• TO-DO ITEM:
Quote the rows below exactly, from the first line through the line that contains "box: [201, 10, 966, 441]", including both ends and leaving out the pictures.

• DATA TO EXAMINE:
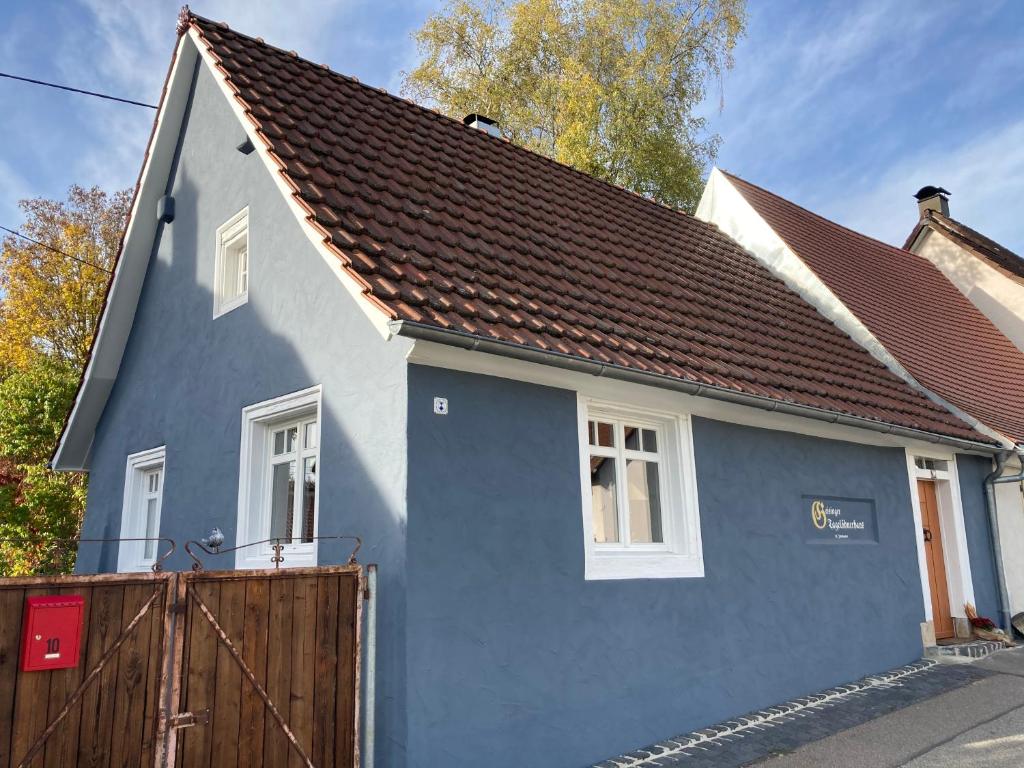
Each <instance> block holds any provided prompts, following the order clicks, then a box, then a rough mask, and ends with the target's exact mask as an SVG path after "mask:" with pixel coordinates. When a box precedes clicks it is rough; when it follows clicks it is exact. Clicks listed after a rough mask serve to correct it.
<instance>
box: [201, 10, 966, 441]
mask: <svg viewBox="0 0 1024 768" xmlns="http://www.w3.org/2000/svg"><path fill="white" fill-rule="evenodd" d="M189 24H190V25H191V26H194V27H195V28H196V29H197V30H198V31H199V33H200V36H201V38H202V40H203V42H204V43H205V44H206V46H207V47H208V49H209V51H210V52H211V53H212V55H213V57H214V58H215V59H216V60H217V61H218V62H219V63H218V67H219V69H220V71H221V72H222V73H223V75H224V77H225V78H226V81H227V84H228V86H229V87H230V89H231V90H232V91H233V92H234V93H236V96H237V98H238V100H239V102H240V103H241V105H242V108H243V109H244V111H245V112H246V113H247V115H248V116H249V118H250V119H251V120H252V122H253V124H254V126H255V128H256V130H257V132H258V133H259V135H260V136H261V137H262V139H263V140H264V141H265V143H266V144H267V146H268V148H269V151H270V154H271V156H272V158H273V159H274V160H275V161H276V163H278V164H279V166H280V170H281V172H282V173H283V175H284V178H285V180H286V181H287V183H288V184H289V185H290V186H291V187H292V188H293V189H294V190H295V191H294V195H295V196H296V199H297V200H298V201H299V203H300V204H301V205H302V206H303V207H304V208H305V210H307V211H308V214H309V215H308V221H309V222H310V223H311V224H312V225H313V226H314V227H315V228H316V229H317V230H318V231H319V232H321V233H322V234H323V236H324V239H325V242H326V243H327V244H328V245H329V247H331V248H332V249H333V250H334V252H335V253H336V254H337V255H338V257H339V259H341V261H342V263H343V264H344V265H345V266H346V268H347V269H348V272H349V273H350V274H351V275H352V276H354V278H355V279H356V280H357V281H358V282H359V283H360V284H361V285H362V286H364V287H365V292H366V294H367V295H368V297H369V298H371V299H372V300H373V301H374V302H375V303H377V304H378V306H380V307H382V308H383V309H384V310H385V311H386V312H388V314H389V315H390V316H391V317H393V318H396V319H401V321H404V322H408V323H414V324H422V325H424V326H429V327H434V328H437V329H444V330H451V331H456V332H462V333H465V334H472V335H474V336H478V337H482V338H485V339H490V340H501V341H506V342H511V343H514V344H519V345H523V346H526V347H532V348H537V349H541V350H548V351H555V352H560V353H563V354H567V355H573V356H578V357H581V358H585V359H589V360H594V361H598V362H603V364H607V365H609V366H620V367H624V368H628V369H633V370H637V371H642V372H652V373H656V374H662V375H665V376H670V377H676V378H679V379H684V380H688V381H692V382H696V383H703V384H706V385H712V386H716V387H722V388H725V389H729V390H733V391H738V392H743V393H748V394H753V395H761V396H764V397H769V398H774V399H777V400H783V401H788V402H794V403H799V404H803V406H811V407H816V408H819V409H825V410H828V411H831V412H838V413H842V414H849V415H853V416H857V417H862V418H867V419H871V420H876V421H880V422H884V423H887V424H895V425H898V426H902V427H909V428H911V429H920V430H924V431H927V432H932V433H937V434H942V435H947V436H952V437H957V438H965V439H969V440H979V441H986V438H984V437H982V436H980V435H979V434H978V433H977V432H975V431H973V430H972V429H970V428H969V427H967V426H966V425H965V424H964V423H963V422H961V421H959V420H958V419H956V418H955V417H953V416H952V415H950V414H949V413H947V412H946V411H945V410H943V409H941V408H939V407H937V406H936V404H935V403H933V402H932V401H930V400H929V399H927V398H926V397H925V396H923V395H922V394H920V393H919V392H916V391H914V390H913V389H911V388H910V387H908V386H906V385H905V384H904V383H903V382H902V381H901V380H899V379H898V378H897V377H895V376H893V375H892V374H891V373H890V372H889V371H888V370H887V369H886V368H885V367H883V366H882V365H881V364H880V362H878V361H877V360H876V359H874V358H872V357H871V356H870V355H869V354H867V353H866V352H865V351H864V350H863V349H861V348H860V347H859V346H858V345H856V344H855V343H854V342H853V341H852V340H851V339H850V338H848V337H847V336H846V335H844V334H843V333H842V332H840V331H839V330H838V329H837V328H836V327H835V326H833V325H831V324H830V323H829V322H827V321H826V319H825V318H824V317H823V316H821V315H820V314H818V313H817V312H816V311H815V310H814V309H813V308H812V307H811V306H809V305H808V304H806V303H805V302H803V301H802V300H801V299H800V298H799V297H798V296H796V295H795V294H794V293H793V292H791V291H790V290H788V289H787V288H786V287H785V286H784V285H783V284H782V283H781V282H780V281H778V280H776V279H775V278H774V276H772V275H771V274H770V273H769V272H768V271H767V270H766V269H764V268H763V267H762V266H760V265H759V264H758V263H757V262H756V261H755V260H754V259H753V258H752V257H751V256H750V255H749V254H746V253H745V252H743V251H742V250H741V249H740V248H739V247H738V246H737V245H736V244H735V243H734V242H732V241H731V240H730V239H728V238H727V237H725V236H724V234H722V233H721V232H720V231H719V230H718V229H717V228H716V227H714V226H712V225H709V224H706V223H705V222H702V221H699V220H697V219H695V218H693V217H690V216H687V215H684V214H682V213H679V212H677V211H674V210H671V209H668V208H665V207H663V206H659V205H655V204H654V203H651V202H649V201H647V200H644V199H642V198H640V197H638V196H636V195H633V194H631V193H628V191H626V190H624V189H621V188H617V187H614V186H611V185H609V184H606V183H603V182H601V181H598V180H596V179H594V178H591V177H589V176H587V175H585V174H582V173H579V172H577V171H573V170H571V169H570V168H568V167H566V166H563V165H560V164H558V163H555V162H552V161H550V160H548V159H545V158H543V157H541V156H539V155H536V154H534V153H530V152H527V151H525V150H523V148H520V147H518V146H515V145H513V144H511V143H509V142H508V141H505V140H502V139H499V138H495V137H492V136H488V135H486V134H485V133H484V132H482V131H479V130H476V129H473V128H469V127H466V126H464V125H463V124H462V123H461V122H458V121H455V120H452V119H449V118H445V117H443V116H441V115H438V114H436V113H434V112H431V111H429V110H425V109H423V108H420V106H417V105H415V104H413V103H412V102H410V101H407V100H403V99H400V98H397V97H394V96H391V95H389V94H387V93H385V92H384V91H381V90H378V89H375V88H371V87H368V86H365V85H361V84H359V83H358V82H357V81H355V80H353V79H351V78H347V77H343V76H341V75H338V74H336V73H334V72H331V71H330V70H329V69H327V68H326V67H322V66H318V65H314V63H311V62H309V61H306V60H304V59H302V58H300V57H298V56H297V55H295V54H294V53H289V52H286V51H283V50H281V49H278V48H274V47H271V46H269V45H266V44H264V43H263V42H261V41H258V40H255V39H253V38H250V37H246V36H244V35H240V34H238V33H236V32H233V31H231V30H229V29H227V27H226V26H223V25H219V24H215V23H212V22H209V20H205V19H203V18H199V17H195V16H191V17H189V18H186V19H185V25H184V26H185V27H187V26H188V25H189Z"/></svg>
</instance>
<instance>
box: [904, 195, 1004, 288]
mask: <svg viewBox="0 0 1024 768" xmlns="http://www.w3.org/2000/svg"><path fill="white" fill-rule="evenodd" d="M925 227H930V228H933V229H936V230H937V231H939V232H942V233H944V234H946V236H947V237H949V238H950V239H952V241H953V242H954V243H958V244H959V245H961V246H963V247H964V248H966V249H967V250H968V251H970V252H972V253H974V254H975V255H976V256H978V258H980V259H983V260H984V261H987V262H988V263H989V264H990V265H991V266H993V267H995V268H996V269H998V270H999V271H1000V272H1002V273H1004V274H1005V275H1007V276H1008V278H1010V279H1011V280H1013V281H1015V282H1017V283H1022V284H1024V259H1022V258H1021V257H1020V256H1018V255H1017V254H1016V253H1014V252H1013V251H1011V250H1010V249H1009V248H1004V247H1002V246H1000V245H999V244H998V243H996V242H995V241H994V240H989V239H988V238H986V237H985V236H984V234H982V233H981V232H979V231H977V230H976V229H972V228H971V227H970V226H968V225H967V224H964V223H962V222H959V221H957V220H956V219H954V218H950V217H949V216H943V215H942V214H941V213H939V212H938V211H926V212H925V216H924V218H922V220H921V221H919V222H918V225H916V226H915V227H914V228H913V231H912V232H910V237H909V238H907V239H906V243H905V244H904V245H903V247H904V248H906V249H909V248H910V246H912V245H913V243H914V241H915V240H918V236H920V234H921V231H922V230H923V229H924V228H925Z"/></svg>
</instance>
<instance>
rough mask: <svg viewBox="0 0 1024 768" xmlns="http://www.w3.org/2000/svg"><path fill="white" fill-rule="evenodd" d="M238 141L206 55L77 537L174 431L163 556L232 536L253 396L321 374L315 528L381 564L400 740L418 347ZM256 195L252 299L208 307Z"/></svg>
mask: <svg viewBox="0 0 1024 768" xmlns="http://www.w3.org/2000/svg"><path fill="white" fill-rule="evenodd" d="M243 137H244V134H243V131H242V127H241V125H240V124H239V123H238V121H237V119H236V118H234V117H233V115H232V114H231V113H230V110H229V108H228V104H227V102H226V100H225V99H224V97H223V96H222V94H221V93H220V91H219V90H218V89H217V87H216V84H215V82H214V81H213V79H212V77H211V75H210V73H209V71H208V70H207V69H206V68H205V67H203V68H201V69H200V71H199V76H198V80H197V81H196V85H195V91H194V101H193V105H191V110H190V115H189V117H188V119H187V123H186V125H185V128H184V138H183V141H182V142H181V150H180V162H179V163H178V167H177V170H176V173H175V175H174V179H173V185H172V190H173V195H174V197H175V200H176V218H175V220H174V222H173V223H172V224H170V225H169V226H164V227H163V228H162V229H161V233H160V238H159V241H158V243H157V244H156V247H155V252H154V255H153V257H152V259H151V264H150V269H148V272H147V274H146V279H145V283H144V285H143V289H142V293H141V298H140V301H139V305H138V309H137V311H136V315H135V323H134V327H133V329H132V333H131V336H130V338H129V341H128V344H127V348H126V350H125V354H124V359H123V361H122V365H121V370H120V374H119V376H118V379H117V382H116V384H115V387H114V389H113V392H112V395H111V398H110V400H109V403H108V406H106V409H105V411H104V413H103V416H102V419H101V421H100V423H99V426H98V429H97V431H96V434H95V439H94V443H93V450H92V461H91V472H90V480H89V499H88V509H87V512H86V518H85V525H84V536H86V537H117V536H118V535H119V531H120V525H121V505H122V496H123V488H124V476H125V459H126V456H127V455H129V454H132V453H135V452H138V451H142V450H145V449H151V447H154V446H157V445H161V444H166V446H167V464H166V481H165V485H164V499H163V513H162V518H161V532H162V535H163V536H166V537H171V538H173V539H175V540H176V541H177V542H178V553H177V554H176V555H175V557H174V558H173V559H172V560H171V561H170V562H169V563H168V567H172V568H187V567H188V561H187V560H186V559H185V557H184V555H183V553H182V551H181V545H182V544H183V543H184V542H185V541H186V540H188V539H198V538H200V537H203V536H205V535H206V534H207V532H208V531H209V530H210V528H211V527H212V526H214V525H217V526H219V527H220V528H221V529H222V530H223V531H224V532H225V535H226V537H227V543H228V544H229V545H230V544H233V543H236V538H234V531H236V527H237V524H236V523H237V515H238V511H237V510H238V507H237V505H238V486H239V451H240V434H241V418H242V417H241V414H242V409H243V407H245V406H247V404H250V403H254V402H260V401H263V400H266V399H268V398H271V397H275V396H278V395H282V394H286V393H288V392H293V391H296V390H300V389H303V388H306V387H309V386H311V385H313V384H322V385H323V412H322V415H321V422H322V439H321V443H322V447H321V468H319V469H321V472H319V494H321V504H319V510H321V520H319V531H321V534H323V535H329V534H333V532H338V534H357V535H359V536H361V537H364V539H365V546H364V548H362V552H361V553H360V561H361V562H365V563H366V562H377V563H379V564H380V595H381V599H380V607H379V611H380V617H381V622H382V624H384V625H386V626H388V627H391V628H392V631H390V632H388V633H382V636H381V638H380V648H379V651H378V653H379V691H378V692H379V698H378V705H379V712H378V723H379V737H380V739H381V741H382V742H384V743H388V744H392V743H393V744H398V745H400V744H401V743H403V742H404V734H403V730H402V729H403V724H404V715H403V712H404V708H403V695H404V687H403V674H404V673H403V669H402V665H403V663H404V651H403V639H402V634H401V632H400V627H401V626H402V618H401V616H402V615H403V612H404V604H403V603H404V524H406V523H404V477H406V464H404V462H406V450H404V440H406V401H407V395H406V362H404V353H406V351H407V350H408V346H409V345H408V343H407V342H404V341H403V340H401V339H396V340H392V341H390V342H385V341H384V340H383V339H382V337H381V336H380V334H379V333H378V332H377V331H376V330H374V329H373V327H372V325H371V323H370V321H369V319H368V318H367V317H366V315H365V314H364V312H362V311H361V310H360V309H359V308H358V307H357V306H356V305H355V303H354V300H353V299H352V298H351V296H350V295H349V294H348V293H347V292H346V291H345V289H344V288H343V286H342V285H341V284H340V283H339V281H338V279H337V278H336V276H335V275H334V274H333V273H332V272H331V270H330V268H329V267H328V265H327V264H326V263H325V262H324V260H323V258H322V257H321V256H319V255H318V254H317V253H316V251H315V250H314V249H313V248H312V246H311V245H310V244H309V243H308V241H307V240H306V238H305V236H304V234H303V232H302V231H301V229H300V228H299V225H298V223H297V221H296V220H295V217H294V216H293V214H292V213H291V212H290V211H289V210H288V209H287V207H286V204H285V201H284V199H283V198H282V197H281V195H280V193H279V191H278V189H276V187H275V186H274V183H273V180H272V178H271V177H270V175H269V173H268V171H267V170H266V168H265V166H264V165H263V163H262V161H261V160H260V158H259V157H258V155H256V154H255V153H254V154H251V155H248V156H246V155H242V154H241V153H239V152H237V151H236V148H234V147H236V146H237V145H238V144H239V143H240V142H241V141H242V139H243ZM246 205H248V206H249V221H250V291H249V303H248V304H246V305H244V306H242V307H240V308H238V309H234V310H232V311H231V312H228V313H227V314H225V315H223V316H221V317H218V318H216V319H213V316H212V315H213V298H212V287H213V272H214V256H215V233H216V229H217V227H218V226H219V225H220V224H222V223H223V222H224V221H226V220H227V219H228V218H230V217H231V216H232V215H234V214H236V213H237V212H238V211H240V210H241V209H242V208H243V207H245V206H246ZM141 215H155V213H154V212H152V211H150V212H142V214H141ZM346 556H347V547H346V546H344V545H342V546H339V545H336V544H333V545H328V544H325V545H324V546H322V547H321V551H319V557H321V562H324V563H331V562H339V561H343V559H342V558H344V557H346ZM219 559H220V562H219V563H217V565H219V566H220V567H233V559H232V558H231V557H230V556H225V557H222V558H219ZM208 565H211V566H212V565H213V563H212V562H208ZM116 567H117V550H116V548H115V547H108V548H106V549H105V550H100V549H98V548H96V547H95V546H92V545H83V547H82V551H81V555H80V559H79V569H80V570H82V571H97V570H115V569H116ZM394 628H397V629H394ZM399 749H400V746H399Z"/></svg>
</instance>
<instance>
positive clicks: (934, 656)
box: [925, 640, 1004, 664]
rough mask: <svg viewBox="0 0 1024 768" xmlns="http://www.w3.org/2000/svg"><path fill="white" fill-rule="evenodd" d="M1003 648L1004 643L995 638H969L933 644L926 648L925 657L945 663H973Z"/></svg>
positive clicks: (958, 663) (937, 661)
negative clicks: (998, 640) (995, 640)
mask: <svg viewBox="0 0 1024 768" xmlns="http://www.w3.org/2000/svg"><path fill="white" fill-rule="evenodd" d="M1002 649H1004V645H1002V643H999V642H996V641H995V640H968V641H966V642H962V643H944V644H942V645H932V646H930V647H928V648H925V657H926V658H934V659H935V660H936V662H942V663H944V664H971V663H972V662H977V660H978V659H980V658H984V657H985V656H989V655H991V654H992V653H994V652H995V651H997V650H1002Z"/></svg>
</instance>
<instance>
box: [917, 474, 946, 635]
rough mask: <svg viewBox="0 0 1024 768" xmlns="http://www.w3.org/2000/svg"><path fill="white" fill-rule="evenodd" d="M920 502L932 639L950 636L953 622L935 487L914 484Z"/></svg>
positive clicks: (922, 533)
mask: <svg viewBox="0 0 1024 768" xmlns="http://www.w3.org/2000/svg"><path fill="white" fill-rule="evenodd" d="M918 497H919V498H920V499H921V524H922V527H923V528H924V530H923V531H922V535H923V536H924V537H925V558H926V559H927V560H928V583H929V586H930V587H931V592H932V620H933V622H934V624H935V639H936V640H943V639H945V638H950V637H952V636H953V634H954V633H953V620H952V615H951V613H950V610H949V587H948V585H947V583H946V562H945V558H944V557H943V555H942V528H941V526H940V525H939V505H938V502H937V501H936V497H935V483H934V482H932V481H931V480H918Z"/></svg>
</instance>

• REPLY TO THE EXERCISE:
Each <instance> block holds any provided prompts, following the order clicks, then a box, then a rough mask, and ends with the target's exact mask as an SVG path after "mask:" with pixel coordinates. When a box precedes clicks it is rough; when it follows clicks it is exact. Clicks listed after a rough mask serve to correct it.
<instance>
box: [201, 10, 966, 441]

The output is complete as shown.